Given instruction 1:
Output the lines of the records below verbatim, starting at the line that contains "point: striped fabric" and ending at the line that contains "column 141, row 64", with both of those lines included.

There is no civil law, nor can there be any, in which something of natural and divine immutable equity has not been mixed. If it departs entirely from the judgment of natural and divine law (jus naturale et divinum), it is not to be called law (lex). It is entirely unworthy of this name, and can obligate no one against natural and divine equity.
Althusius, Politica
Of all the dispositions and habits which lead to political prosperity, religion and morality are indispensable supports. In vain would that man claim the tribute of patriotism, who should labor to subvert these great pillars of human happiness, these firmest props of the duties of men and citizens.
George Washington, Farewell Address
Our constitution was made only for a moral and religious people. It is wholly inadequate to the government of any other. 
John Adams
[NB: Please see the following previous articles in this series: 1, 2, 3, and 4.]
We’ve now reached the point where the question can be asked, What role does natural law play in government and society?
Two stipulations to begin. First: Christians should be fully involved in civic affairs, vote, influence legislation through petitioning public officials, seek elected office, etc. Of course, Christians have at times acted imprudently, and even destructively, nor do I mean to suggest that involvement in politics does not incur moral risk, as does political quietism. But let us not neglect the immensely positive impact Christians have had upon their state and society, such as William Wilberforce, William Booth, Abraham Kuyper, and Evangelical opposition to slavery prior to the Civil War.
A second stipulation: While there are fine works on natural law and the state written by Catholics, and much of it is compatible with Protestant approaches, the work of Protestants, especially Reformed Protestants, has been comparatively neglected. A comprehensive program for Protestant political engagement can be developed from within its ranks, as it were, with one critical addition, which is the political theology of Augustine. It is wholly unnecessary that Protestants rely on Catholic thought, even when Catholic ideas are compatible with Protestantism. My thoughts below reflect engagement with John Calvin (d. 1564), Peter Martyr Vermigili (d.1562), Heinrich Bullinger (d. 1575), Richard Hooker (d.1600), Johannes Althusius (d.1638), Samuel Rutherford (d.1661), John Winthrop (d.1649), Richard Baxter (d.1691), Samuel Willard (d.1707), James Wilson (d.1798), Friedrich Stahl (d.1861), and Groen van Prinsterer (d.1876).
The Program and the Conundrum
These theologians would all agree with the following:
1) The purpose of law is to serve the common good. The laws of the state are not merely for protecting citizens from harm, or protecting private property, rather they are for encouraging virtue, or moral decency, in the citizenry in order that the society may flourish.
2) The common good is based upon the Ten Commandments. Recall that the Ten Commandments include the First Table, requiring the worship of God. Thus, laws should also encourage spiritual development in the citizenry.

Material to process:
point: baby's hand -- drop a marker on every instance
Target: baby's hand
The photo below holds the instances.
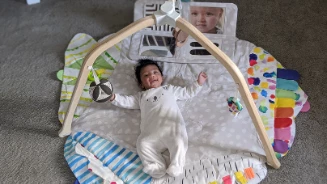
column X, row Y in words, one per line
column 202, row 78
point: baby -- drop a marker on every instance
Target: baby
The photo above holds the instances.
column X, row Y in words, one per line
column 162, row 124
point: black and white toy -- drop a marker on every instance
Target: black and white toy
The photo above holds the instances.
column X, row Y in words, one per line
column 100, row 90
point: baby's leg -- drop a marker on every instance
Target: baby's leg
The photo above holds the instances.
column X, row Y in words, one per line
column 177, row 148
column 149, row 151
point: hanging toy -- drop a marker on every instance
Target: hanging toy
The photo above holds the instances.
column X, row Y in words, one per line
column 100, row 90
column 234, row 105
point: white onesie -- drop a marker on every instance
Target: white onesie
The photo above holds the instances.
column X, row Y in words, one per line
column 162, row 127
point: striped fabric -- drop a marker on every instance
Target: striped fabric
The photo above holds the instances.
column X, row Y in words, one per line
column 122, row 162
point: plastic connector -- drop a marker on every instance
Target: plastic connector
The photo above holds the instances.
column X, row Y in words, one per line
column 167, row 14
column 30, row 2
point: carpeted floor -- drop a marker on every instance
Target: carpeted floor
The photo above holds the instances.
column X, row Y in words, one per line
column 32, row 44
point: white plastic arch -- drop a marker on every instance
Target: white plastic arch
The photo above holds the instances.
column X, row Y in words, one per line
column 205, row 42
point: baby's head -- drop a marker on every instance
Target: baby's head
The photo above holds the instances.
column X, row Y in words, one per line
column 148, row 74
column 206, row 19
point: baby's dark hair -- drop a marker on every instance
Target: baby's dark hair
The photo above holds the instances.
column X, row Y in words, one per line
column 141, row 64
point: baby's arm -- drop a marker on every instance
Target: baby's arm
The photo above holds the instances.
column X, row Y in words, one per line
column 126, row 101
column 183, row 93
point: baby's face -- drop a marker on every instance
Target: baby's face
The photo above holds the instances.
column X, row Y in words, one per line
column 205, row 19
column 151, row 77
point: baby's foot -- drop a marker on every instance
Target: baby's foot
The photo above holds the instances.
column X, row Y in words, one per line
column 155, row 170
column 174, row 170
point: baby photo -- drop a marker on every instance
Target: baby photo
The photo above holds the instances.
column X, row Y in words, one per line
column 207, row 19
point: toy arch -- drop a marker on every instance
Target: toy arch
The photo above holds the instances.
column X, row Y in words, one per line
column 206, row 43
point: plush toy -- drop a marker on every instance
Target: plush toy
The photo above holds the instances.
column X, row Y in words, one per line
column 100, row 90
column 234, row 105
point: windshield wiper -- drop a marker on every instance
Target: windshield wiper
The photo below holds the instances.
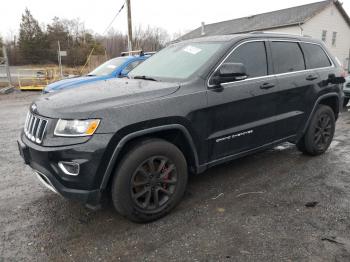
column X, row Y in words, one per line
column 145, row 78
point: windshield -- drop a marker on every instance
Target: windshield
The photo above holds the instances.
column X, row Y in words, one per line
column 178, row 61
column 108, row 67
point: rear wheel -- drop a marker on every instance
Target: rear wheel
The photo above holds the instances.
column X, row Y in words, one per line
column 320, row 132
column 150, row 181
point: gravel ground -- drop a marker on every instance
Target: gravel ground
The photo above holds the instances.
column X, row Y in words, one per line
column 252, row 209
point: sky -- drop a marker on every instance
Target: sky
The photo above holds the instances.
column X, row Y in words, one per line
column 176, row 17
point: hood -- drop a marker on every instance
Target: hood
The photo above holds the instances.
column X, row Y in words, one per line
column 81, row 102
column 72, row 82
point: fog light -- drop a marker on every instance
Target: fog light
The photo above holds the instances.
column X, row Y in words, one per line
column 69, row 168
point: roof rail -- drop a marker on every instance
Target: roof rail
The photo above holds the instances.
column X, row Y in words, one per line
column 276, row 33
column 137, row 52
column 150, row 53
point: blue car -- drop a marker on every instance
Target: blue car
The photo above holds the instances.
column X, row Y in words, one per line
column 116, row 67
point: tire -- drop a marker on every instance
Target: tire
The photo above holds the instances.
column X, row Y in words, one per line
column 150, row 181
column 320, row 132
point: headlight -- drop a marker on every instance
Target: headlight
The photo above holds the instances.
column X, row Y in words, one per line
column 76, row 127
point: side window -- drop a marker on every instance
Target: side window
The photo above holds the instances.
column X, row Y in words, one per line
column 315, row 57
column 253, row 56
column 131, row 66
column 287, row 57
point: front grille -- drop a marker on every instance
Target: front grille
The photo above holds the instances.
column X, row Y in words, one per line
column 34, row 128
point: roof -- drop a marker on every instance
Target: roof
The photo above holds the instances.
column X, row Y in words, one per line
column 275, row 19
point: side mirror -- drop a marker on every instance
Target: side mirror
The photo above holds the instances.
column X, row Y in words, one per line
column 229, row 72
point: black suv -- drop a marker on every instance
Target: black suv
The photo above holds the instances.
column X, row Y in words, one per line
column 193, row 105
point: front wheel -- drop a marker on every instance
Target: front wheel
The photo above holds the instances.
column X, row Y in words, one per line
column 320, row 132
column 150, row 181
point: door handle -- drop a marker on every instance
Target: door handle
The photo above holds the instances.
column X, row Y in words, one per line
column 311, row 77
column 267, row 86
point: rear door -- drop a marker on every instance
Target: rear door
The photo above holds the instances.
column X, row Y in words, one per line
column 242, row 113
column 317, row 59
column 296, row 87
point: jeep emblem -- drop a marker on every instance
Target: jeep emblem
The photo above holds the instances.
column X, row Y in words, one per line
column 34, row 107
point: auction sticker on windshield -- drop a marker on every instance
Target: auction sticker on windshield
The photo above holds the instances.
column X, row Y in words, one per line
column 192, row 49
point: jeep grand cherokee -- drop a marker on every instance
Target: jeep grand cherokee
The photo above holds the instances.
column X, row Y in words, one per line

Given instruction 2:
Return the passage of the natural law excerpt above word for word, starting at "There is no" and ending at "of any other.".

Written reply 1:
point: striped fabric -- drop a marker on every instance
Target: striped fabric
The photo above holds the instances.
column X, row Y in words, one per line
column 122, row 162
point: plastic connector -- drop a marker on every instance
Target: plastic connector
The photo above holds the instances.
column X, row Y in words, one per line
column 167, row 14
column 30, row 2
point: carpeted floor -- drop a marker on every instance
Target: carpeted floor
The photo above holds the instances.
column X, row Y in words, one per line
column 32, row 44
point: white plastic arch -- drop a marker on every instance
Target: white plastic arch
The photo above holds the instances.
column X, row Y in words, one per line
column 205, row 42
point: baby's head -- drop a marker on every instance
Target: baby's head
The photo above holds the instances.
column X, row Y in words, one per line
column 148, row 74
column 206, row 19
point: baby's dark hair -- drop a marker on every instance
Target: baby's dark hair
The photo above holds the instances.
column X, row Y in words, one per line
column 141, row 64

Written reply 2:
There is no civil law, nor can there be any, in which something of natural and divine immutable equity has not been mixed. If it departs entirely from the judgment of natural and divine law (jus naturale et divinum), it is not to be called law (lex). It is entirely unworthy of this name, and can obligate no one against natural and divine equity.
Althusius, Politica
Of all the dispositions and habits which lead to political prosperity, religion and morality are indispensable supports. In vain would that man claim the tribute of patriotism, who should labor to subvert these great pillars of human happiness, these firmest props of the duties of men and citizens.
George Washington, Farewell Address
Our constitution was made only for a moral and religious people. It is wholly inadequate to the government of any other.